═══ Registros fornecidos

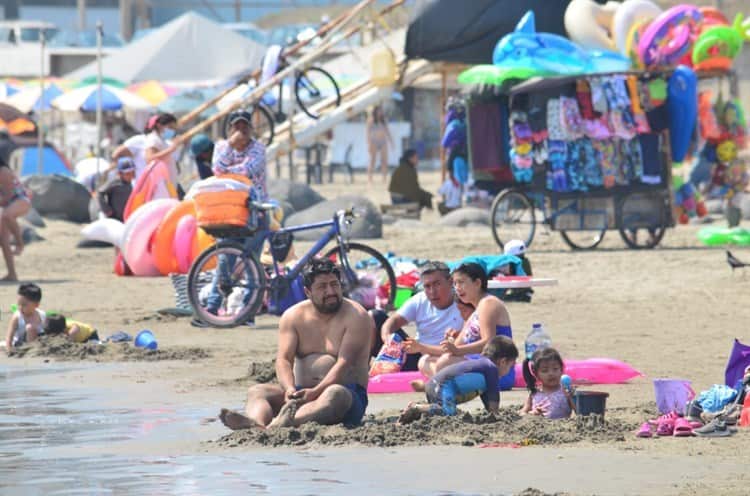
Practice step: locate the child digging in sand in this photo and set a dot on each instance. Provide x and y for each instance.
(446, 388)
(547, 396)
(78, 332)
(28, 320)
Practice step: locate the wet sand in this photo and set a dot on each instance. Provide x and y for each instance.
(670, 312)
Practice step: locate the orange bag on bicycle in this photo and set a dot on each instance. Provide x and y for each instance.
(221, 202)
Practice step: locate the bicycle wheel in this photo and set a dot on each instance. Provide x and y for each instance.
(262, 121)
(641, 227)
(512, 217)
(237, 295)
(314, 85)
(583, 240)
(367, 276)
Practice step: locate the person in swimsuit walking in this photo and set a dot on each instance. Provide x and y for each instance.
(14, 203)
(378, 140)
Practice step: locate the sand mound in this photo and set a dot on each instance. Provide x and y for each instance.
(61, 349)
(466, 429)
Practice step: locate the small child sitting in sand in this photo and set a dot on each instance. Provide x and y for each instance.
(78, 332)
(545, 368)
(27, 321)
(498, 356)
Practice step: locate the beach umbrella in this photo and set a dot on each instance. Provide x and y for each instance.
(152, 91)
(32, 98)
(105, 80)
(15, 121)
(7, 90)
(84, 99)
(187, 101)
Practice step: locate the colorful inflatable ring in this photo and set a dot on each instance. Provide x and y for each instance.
(182, 246)
(630, 13)
(713, 17)
(139, 229)
(669, 36)
(162, 248)
(717, 41)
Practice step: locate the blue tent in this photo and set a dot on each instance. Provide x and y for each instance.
(52, 161)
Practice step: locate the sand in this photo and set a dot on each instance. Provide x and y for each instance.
(670, 312)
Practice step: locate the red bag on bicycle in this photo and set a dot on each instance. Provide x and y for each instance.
(221, 202)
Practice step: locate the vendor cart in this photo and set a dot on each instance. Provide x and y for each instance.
(640, 209)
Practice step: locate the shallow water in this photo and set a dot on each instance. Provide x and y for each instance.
(68, 442)
(80, 441)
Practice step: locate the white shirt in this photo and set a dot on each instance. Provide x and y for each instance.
(153, 140)
(452, 194)
(136, 145)
(431, 322)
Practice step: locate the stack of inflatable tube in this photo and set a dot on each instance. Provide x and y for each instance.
(590, 371)
(698, 37)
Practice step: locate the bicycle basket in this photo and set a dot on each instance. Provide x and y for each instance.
(221, 207)
(281, 243)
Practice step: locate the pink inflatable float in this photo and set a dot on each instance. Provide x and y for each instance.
(590, 371)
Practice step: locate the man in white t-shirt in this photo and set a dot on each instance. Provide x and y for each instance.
(433, 310)
(135, 148)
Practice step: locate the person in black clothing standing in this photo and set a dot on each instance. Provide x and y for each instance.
(114, 194)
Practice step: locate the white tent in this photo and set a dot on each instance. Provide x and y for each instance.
(189, 48)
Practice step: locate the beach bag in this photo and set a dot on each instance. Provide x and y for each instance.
(739, 359)
(391, 357)
(221, 206)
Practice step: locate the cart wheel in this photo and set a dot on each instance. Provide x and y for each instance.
(583, 240)
(512, 217)
(638, 229)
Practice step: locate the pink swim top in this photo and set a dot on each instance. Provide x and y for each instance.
(555, 402)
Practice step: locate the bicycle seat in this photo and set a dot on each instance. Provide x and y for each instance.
(264, 206)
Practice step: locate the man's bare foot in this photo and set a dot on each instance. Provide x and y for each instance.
(285, 418)
(409, 415)
(236, 421)
(417, 385)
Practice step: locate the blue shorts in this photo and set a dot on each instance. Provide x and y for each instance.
(355, 413)
(353, 416)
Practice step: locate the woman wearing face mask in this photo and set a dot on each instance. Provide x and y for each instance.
(161, 143)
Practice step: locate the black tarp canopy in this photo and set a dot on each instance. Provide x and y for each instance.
(467, 31)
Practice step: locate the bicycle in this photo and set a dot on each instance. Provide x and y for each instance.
(311, 86)
(245, 278)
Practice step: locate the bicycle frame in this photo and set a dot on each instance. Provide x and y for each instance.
(333, 232)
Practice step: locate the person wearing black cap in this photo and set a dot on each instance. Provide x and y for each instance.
(114, 194)
(242, 154)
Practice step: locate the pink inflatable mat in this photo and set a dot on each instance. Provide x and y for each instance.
(589, 371)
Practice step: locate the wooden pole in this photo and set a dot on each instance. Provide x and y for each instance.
(443, 101)
(327, 30)
(261, 89)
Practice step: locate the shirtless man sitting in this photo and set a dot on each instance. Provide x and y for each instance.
(322, 361)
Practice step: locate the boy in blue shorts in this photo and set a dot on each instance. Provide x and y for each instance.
(463, 381)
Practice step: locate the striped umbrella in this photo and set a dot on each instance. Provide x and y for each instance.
(32, 98)
(152, 91)
(84, 99)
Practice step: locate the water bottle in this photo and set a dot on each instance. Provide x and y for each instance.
(536, 340)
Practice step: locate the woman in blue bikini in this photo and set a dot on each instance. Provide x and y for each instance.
(489, 318)
(14, 203)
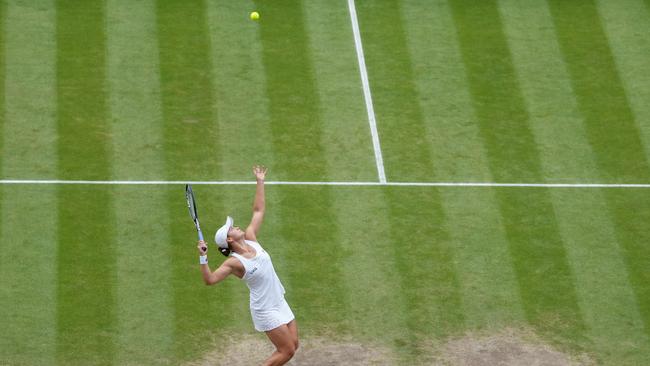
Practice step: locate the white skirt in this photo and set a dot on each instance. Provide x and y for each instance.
(269, 319)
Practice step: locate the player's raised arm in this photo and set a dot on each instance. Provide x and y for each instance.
(258, 204)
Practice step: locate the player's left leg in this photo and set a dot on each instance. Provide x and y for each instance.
(293, 329)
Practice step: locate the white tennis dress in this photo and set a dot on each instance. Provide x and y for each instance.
(269, 309)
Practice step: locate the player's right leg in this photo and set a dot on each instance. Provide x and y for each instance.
(285, 346)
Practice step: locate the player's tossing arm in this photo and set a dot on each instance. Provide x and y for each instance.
(258, 204)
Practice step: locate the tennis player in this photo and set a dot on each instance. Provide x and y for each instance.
(249, 261)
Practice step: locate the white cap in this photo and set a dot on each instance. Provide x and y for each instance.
(222, 234)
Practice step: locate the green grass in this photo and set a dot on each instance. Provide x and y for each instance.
(506, 91)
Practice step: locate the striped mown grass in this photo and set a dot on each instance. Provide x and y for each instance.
(401, 127)
(85, 298)
(505, 91)
(29, 222)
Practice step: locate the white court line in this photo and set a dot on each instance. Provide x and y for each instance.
(366, 92)
(278, 183)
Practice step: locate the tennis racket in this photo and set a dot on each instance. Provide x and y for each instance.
(191, 205)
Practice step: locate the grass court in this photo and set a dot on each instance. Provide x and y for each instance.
(505, 91)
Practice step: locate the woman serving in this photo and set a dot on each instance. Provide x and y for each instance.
(249, 261)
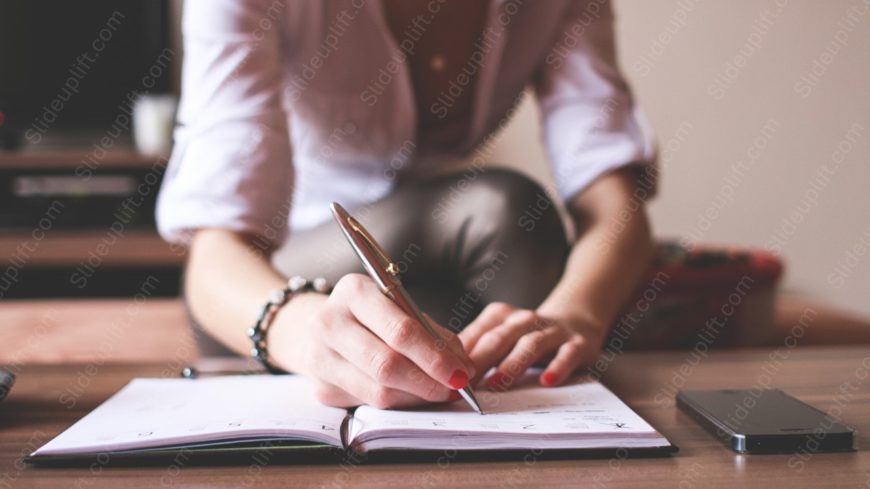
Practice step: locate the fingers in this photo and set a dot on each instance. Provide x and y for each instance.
(498, 341)
(368, 353)
(402, 333)
(492, 315)
(569, 358)
(528, 350)
(349, 386)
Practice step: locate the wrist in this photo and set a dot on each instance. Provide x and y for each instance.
(288, 336)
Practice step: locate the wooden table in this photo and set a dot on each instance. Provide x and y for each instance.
(47, 399)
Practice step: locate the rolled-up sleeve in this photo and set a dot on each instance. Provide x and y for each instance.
(589, 119)
(231, 163)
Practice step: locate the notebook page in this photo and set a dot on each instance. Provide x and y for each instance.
(165, 412)
(582, 410)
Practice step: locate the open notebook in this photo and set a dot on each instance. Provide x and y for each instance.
(183, 414)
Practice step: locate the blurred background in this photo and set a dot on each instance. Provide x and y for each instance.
(760, 109)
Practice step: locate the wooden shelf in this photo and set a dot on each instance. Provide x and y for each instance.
(54, 159)
(70, 248)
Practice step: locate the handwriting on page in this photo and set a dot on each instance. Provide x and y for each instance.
(582, 407)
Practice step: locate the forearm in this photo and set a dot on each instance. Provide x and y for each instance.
(227, 283)
(608, 259)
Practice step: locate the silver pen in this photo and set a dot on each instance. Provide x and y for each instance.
(385, 273)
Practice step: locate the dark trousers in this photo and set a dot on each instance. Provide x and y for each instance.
(460, 242)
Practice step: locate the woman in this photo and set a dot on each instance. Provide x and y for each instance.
(375, 104)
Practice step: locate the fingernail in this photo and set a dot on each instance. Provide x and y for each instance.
(496, 381)
(459, 380)
(549, 378)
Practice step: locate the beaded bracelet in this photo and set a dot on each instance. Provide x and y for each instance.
(257, 333)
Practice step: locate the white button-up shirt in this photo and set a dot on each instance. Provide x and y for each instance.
(288, 106)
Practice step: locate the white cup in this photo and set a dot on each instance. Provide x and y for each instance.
(153, 122)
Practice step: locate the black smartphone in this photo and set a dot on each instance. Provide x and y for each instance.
(765, 421)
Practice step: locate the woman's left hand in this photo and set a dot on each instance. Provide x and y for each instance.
(513, 339)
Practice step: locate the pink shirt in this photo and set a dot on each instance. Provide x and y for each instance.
(288, 107)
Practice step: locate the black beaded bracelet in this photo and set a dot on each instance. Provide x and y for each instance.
(257, 333)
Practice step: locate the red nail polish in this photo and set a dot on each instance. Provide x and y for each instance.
(459, 380)
(549, 378)
(496, 381)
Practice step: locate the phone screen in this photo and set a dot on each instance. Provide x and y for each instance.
(765, 420)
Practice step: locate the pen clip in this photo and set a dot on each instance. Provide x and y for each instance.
(388, 264)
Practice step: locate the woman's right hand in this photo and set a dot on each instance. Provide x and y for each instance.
(359, 347)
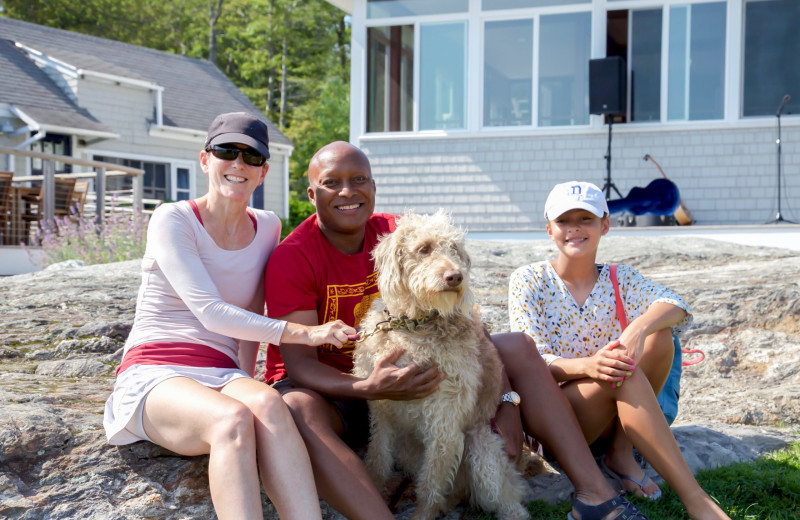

══════

Enunciado: Mostre cada linha da listagem acima que contém a palavra "court".

Resultado do exercício:
Practice step: locate the white court line in this photo and set a dot on each instance. Provide x and y for each instance.
Practice step: locate the grass court in this photo and set a dot on each instance. Provide x and y for each instance.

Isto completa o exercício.